Arrange the lines of the listing below as a numbered list, starting at the line that contains "highlight wooden wall" and ending at the line that contains "103,35 -> 157,52", with both of those lines included and blank lines omitted. Leave the pictures out.

--- START OF The data ---

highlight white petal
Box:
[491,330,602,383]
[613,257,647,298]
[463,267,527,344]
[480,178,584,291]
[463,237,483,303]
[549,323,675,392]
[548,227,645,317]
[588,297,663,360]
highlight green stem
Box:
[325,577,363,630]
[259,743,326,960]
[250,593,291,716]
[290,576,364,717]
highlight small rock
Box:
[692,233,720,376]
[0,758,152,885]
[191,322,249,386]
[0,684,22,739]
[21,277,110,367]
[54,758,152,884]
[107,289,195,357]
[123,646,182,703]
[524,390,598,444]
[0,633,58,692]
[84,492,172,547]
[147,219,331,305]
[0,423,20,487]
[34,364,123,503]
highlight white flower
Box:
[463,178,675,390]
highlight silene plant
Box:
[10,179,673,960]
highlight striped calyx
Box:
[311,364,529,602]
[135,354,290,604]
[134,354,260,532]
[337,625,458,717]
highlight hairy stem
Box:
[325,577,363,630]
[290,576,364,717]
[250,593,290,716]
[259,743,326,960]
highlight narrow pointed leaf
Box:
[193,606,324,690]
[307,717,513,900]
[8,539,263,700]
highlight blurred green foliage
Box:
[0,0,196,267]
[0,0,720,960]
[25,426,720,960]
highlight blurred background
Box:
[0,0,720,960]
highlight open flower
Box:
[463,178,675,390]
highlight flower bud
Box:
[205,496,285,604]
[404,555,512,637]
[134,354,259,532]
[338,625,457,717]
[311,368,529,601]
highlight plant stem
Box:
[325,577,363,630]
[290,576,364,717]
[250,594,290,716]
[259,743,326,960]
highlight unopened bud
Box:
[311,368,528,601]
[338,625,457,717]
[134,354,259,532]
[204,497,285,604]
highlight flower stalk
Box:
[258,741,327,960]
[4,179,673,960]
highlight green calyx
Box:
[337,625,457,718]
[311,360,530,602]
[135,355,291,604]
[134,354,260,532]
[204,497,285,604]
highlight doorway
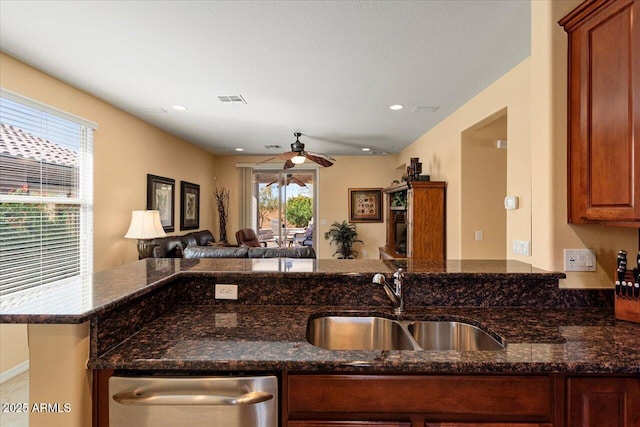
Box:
[251,169,317,247]
[460,109,508,259]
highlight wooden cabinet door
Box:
[560,0,640,226]
[567,378,640,427]
[289,421,411,427]
[426,423,553,427]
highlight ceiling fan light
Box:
[291,154,306,165]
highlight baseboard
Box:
[0,360,29,384]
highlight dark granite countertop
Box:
[6,259,640,375]
[90,304,640,374]
[0,258,565,323]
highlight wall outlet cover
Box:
[215,283,238,299]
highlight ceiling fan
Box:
[259,132,336,169]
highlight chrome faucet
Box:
[373,268,404,314]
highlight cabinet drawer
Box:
[288,375,553,418]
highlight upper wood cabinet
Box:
[560,0,640,227]
[380,181,447,261]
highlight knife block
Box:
[613,270,640,323]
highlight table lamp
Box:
[124,211,167,259]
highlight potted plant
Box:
[213,187,230,243]
[324,220,364,259]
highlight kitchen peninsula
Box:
[0,259,640,427]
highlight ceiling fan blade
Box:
[291,176,307,188]
[256,151,296,165]
[305,152,335,168]
[304,151,336,162]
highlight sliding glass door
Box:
[252,169,316,247]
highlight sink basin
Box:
[407,322,504,351]
[307,316,416,350]
[307,315,504,351]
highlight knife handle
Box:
[616,267,625,296]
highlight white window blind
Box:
[0,90,96,296]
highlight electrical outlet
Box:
[216,284,238,299]
[564,249,596,271]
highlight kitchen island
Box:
[0,259,640,426]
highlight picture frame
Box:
[349,188,383,226]
[180,181,200,230]
[147,174,176,233]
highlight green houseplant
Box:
[324,220,364,259]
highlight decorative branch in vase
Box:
[213,187,229,243]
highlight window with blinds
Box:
[0,90,96,296]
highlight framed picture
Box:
[180,181,200,230]
[147,174,176,232]
[349,188,382,222]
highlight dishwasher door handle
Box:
[113,391,273,406]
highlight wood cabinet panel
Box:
[567,378,640,427]
[380,181,446,260]
[287,375,553,419]
[289,421,410,427]
[426,423,553,427]
[560,0,640,227]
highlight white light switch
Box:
[504,196,518,210]
[564,249,596,271]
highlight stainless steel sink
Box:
[307,316,416,350]
[407,322,504,351]
[307,315,504,351]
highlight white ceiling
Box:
[0,0,531,155]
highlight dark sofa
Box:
[152,230,316,258]
[151,230,215,258]
[184,245,316,258]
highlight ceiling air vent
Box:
[142,107,167,114]
[411,105,440,113]
[218,95,247,105]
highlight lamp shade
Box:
[124,211,167,239]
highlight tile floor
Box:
[0,371,29,427]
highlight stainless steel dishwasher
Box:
[109,376,278,427]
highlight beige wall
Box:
[400,0,638,288]
[400,59,531,262]
[214,155,400,258]
[0,325,29,373]
[28,322,92,427]
[0,53,215,384]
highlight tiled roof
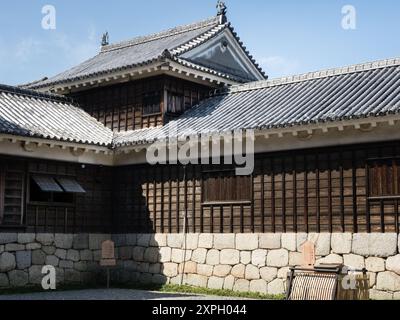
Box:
[27,17,264,89]
[0,85,113,146]
[114,59,400,146]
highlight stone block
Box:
[207,277,225,290]
[45,256,60,267]
[278,233,297,251]
[231,264,246,279]
[381,254,400,275]
[167,233,183,249]
[67,249,79,262]
[162,262,178,278]
[233,279,250,292]
[79,250,93,261]
[4,243,25,252]
[73,233,89,250]
[186,274,208,288]
[206,249,220,266]
[198,233,214,249]
[54,233,74,249]
[223,276,235,290]
[0,252,17,272]
[331,233,353,254]
[250,279,267,294]
[25,242,42,250]
[213,265,232,277]
[365,257,384,272]
[260,267,278,282]
[352,233,397,258]
[18,233,36,244]
[136,234,153,248]
[29,266,43,284]
[197,264,214,277]
[259,233,282,249]
[240,251,251,264]
[376,271,400,291]
[118,247,134,262]
[184,233,199,250]
[89,233,111,250]
[316,253,343,265]
[32,250,46,265]
[36,233,54,246]
[267,278,285,295]
[59,260,74,269]
[8,270,29,287]
[15,251,32,270]
[192,248,207,264]
[369,289,393,300]
[219,249,240,266]
[159,247,172,263]
[244,264,260,280]
[0,233,18,244]
[0,273,10,288]
[132,247,146,261]
[343,254,365,269]
[214,233,235,250]
[171,248,185,263]
[267,249,289,267]
[289,252,304,267]
[308,233,331,256]
[236,233,258,250]
[150,233,167,248]
[251,249,267,267]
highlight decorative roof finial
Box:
[217,0,228,24]
[101,31,110,47]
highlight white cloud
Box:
[257,56,299,77]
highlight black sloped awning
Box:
[32,175,86,193]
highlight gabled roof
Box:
[0,85,113,146]
[26,17,266,89]
[114,59,400,147]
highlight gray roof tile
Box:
[114,59,400,146]
[0,85,113,146]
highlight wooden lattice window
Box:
[143,92,161,116]
[369,159,400,197]
[203,170,252,203]
[167,92,185,114]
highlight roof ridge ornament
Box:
[217,0,228,24]
[101,31,110,47]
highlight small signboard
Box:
[303,241,315,267]
[100,240,117,267]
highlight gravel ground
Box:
[0,289,250,301]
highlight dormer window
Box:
[167,92,185,114]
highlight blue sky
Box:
[0,0,400,85]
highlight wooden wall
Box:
[114,142,400,233]
[71,76,210,132]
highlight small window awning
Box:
[32,176,64,192]
[32,175,86,193]
[56,178,86,193]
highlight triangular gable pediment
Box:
[180,29,264,81]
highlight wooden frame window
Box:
[369,159,400,198]
[202,170,252,203]
[28,174,86,205]
[142,92,161,116]
[167,91,185,114]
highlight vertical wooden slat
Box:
[351,151,358,233]
[328,153,333,233]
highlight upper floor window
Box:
[203,170,252,203]
[143,92,161,116]
[369,159,400,197]
[167,92,185,114]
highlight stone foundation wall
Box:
[0,233,400,299]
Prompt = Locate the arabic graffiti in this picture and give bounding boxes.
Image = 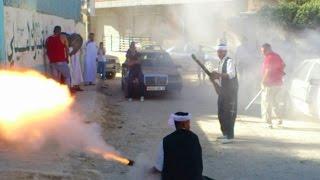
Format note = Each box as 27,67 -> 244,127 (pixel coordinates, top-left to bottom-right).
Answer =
5,7 -> 75,67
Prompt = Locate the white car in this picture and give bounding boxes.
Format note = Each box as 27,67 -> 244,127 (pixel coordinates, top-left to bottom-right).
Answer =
106,55 -> 121,79
289,59 -> 320,118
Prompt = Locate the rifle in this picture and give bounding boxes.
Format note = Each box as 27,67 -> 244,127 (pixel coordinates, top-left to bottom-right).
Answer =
191,54 -> 222,95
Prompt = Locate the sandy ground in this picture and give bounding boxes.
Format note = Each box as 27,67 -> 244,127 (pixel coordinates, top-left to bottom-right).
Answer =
0,72 -> 320,180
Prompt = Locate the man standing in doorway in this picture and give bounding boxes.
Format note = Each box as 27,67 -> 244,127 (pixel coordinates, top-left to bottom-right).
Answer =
211,44 -> 238,144
261,43 -> 285,128
84,33 -> 98,85
46,26 -> 72,90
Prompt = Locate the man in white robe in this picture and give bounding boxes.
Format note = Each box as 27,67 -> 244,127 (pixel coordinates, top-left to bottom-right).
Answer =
84,33 -> 98,85
70,47 -> 83,91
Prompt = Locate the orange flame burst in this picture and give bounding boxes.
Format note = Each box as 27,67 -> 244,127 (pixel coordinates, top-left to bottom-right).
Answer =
0,70 -> 73,141
88,148 -> 130,165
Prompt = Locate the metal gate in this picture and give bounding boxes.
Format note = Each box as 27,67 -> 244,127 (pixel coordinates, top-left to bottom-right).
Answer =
103,35 -> 157,52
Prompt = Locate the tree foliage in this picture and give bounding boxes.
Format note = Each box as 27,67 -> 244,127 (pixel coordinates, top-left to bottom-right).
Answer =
259,0 -> 320,28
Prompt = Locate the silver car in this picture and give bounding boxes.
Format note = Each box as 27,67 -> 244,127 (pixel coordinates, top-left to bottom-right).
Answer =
289,59 -> 320,118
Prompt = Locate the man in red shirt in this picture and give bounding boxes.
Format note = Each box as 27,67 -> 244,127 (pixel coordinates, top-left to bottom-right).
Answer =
46,26 -> 71,88
261,43 -> 285,128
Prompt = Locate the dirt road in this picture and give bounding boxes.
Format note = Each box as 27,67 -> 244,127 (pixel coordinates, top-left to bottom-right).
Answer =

--- END OF The data ---

Task output -
1. highlight wooden wall
2. Box:
3. [114,142,400,233]
4. [71,76,210,132]
5. highlight small window awning
6. Box:
7. [32,176,64,192]
8. [32,175,86,193]
9. [56,178,86,193]
10. highlight triangular gable pediment
11. Box:
12. [180,29,264,81]
13. highlight wooden frame window
14. Box:
15. [369,159,400,198]
16. [202,170,252,203]
17. [28,174,86,205]
18. [142,92,161,116]
19. [167,91,185,114]
20. highlight vertical wooden slat
21. Box:
22. [351,151,358,233]
23. [328,153,333,233]
24. highlight upper floor window
25. Box:
26. [203,170,252,203]
27. [143,92,161,116]
28. [369,159,400,197]
29. [167,92,185,114]
30. highlight stone foundation wall
31. Box:
32. [0,233,400,299]
33. Prompt = Locate the arabic graffiti in this picture and give bounding boxes.
34. Image = 
35. Format note = Each box as 27,67 -> 244,127 (pixel coordinates, top-left to bottom-right).
36. Answer =
37. 5,7 -> 75,67
38. Prompt = Locate the white car in this picture and give bounding boxes.
39. Format note = Each box as 27,67 -> 244,127 (pixel coordinates, top-left to bottom-right).
40. Answer =
41. 106,55 -> 121,79
42. 289,59 -> 320,118
43. Prompt = Locate the rifle in this picture and give bounding boxes.
44. Format note = Each box as 27,67 -> 244,127 (pixel coordinates, top-left to bottom-right).
45. Answer =
46. 191,54 -> 222,95
47. Prompt = Locate the sandy ground in this picture and give bounding boxes.
48. Format note = Each box as 27,67 -> 244,127 (pixel coordinates, top-left to bottom-right).
49. Answer =
50. 0,72 -> 320,180
51. Prompt = Locate the man standing in doorway in this picture and give bounding boxes.
52. Format note = Each box as 27,67 -> 244,127 (pixel coordinates, top-left to bottom-right).
53. Answer =
54. 211,44 -> 238,144
55. 261,43 -> 285,128
56. 84,33 -> 98,85
57. 46,26 -> 72,90
58. Prompt = Locate the man in white robe in this picture and give bounding boxes.
59. Format note = Each box as 27,67 -> 244,127 (pixel coordinates, top-left to bottom-right).
60. Answer =
61. 84,33 -> 98,85
62. 70,47 -> 83,91
63. Prompt = Locate the orange flame burst in this picture and give bounding boxes.
64. Format note = Each box as 27,67 -> 244,127 (pixel coordinates, top-left to bottom-right).
65. Answer =
66. 0,70 -> 73,141
67. 88,148 -> 130,165
68. Prompt = Locate the metal gate in this picture and give bounding boxes.
69. Format note = Each box as 27,67 -> 244,127 (pixel coordinates, top-left to bottom-right).
70. Answer =
71. 103,35 -> 157,52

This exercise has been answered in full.